▶ [Job] Report every line in the material below that contains the word "salt", copying each such line in full.

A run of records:
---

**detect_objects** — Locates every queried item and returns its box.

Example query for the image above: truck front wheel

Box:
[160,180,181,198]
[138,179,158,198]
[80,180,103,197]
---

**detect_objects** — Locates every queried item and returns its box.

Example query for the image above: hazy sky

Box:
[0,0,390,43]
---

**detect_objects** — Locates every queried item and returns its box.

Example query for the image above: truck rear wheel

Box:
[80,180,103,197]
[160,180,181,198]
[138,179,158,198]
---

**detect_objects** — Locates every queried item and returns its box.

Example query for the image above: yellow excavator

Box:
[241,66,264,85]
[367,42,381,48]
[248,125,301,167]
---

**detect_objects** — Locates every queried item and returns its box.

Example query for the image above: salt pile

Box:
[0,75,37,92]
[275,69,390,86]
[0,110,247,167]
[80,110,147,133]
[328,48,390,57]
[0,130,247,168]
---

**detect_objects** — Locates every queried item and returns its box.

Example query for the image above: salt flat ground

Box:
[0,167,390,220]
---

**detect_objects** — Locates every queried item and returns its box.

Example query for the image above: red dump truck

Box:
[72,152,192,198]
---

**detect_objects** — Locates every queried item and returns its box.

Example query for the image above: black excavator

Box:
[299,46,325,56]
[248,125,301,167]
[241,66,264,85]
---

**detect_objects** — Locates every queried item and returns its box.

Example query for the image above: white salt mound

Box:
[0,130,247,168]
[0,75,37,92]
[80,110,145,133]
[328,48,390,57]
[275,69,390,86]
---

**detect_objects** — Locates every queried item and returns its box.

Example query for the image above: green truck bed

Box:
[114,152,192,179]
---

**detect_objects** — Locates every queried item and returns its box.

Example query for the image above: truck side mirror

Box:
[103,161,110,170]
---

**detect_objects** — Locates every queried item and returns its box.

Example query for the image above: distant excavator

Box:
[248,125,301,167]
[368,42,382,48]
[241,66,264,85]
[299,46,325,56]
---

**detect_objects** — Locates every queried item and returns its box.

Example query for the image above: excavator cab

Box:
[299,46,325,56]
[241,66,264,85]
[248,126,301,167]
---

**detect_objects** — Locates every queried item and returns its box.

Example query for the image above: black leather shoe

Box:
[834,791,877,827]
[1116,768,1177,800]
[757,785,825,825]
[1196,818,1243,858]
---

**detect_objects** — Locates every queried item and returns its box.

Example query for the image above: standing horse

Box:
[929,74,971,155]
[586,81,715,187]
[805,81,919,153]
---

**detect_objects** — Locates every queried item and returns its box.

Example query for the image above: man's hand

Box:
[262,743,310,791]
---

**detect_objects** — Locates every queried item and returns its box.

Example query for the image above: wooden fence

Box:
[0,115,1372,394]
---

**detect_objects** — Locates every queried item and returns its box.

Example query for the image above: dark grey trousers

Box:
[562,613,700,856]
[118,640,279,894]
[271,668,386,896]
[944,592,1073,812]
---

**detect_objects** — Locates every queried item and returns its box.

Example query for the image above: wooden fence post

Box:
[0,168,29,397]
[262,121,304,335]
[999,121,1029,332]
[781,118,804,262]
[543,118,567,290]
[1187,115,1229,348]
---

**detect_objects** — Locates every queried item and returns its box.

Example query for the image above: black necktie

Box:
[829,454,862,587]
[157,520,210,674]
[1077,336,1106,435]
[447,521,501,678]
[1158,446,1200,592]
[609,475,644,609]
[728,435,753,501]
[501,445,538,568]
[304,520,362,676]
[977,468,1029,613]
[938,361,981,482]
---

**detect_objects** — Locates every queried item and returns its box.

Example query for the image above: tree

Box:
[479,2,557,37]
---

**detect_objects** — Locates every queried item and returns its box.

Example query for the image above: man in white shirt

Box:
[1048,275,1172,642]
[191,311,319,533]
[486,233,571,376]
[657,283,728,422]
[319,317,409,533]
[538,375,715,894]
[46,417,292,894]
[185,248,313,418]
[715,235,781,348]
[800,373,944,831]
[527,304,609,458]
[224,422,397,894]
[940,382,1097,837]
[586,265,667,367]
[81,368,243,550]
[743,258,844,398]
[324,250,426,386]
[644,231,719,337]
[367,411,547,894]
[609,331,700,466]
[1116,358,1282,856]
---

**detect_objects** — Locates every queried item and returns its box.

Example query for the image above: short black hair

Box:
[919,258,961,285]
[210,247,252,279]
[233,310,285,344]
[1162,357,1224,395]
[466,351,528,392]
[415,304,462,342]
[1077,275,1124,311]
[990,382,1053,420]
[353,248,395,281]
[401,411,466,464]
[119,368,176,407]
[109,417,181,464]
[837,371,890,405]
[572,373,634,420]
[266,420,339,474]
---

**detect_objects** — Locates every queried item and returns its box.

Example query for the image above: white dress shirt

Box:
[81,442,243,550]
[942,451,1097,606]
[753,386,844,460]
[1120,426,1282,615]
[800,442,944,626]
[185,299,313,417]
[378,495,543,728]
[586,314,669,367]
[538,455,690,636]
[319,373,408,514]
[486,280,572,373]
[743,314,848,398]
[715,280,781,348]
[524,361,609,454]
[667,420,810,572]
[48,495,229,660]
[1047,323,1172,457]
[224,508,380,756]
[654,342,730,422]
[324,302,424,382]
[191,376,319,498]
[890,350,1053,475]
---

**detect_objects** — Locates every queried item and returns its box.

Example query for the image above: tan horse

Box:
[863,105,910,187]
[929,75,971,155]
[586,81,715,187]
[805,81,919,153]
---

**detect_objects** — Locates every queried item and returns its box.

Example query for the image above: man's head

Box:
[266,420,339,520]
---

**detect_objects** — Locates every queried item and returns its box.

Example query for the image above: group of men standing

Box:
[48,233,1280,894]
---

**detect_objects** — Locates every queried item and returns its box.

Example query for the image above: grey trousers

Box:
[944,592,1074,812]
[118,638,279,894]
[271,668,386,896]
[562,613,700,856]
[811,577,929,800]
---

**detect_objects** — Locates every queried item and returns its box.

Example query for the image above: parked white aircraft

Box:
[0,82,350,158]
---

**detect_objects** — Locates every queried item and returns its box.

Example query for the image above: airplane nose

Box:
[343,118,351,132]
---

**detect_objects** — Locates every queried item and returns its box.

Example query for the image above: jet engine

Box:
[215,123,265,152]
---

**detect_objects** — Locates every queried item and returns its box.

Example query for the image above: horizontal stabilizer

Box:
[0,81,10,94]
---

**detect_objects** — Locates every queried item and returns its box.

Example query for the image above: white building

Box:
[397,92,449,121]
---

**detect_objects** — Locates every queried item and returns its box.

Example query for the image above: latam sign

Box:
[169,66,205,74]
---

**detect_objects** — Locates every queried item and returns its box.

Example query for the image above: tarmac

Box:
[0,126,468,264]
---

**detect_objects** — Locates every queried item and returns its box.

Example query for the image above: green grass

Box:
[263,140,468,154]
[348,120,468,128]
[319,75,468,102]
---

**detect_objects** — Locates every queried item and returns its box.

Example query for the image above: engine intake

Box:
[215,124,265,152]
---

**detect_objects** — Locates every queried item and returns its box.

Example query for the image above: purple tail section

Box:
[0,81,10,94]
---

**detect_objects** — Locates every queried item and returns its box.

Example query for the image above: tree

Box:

▶ [Solution to this problem]
Example query for the image above: salt pile
Example query for the image above: salt flat ground
Example query for the image above: white salt mound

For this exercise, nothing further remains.